▸ **Required action**
Your output must be a faithful copy of the listing underneath.

▸ **Supplied records**
---

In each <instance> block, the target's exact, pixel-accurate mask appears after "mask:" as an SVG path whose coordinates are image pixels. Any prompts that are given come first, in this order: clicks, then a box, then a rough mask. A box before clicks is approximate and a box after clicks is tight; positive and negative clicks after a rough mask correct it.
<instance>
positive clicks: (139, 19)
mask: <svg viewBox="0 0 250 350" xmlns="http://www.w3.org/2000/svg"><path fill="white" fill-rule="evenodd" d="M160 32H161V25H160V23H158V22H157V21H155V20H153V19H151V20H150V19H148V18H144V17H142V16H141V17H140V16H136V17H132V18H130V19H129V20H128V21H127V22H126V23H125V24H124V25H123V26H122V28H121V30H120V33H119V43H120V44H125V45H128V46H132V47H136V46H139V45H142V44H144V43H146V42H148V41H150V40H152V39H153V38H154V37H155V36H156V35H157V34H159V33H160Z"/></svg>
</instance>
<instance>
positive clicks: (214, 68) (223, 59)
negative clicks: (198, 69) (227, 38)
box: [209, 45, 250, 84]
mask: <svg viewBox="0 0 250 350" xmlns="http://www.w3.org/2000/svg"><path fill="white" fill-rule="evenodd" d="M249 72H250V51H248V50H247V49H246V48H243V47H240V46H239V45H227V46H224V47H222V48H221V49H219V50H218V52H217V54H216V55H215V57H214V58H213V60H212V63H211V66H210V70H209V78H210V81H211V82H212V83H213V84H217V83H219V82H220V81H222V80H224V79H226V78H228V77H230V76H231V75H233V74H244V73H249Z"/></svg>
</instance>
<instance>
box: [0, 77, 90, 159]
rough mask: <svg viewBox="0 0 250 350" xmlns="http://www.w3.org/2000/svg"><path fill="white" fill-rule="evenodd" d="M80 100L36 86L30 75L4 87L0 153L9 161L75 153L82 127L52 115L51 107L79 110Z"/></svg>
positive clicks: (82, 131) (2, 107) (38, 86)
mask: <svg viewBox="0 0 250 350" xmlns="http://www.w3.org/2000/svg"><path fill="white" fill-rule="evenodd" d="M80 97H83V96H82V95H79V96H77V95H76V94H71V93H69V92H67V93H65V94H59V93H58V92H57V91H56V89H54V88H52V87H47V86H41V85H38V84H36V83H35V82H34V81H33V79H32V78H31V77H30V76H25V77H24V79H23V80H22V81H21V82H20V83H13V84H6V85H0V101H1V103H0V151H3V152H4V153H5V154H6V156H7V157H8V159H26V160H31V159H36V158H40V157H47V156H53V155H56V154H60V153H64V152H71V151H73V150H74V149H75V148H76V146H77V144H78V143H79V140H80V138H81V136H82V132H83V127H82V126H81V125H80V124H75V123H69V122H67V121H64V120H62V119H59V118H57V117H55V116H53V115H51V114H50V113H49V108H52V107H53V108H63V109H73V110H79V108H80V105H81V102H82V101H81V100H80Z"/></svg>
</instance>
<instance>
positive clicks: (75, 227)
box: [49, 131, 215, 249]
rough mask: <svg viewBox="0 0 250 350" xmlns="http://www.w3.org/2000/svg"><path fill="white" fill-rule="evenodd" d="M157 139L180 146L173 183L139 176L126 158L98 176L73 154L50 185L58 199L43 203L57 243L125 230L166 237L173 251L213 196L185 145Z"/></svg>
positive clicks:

---

▸ **Exercise answer**
In each <instance> block, the target's exact, pixel-accurate mask appears after "mask:" as an SVG path whose coordinates are image pixels. Any prompts that are given come first, in this order: clicks, then a box, then a rough mask. A box before clicks is approximate and a box after clicks is tight; positive and negative clicks after a rough mask correct it.
<instance>
positive clicks: (139, 19)
mask: <svg viewBox="0 0 250 350" xmlns="http://www.w3.org/2000/svg"><path fill="white" fill-rule="evenodd" d="M160 32H161V25H160V23H158V22H157V21H155V20H153V19H151V20H150V19H148V18H144V17H142V16H141V17H140V16H136V17H132V18H130V19H129V20H128V21H127V22H126V23H125V24H124V25H123V26H122V28H121V30H120V33H119V43H120V44H125V45H128V46H132V47H136V46H139V45H142V44H144V43H146V42H148V41H150V40H152V39H153V38H154V37H155V36H156V35H157V34H159V33H160Z"/></svg>
</instance>
<instance>
positive clicks: (214, 68) (223, 59)
negative clicks: (198, 69) (227, 38)
box: [209, 45, 250, 84]
mask: <svg viewBox="0 0 250 350" xmlns="http://www.w3.org/2000/svg"><path fill="white" fill-rule="evenodd" d="M249 72H250V51H248V50H247V49H246V48H243V47H240V46H239V45H227V46H224V47H222V48H221V49H219V50H218V52H217V54H216V55H215V57H214V58H213V60H212V63H211V66H210V70H209V78H210V81H211V82H212V83H213V84H217V83H219V82H220V81H222V80H224V79H226V78H228V77H230V76H231V75H233V74H244V73H249Z"/></svg>
</instance>
<instance>
box: [0, 77, 90, 159]
rough mask: <svg viewBox="0 0 250 350" xmlns="http://www.w3.org/2000/svg"><path fill="white" fill-rule="evenodd" d="M80 100L36 86L30 75L4 87L0 153L9 161L75 153L82 127L52 115L51 107L79 110Z"/></svg>
positive clicks: (82, 131) (2, 107) (38, 86)
mask: <svg viewBox="0 0 250 350" xmlns="http://www.w3.org/2000/svg"><path fill="white" fill-rule="evenodd" d="M80 97H83V96H82V95H79V96H77V95H76V94H71V93H69V92H67V93H65V94H59V93H58V92H57V91H56V89H54V88H52V87H47V86H41V85H38V84H36V83H35V82H34V81H33V79H32V78H31V77H30V76H25V77H24V79H23V80H22V81H21V82H20V83H13V84H6V85H0V101H1V103H0V151H3V152H4V153H5V154H6V156H7V157H8V159H26V160H31V159H36V158H40V157H47V156H53V155H56V154H60V153H64V152H71V151H73V150H74V149H75V148H76V146H77V144H78V143H79V140H80V138H81V136H82V132H83V127H82V126H81V125H80V124H75V123H69V122H67V121H64V120H62V119H59V118H57V117H55V116H53V115H51V114H50V113H49V108H52V107H53V108H63V109H73V110H79V108H80V105H81V102H82V101H81V100H80Z"/></svg>
</instance>
<instance>
positive clicks: (75, 227)
box: [49, 131, 215, 249]
rough mask: <svg viewBox="0 0 250 350" xmlns="http://www.w3.org/2000/svg"><path fill="white" fill-rule="evenodd" d="M157 139L180 146L173 183L139 176L126 158L98 176L73 154L50 185L58 199L43 203L57 243L125 230L166 237L173 251L213 196L185 145Z"/></svg>
positive clicks:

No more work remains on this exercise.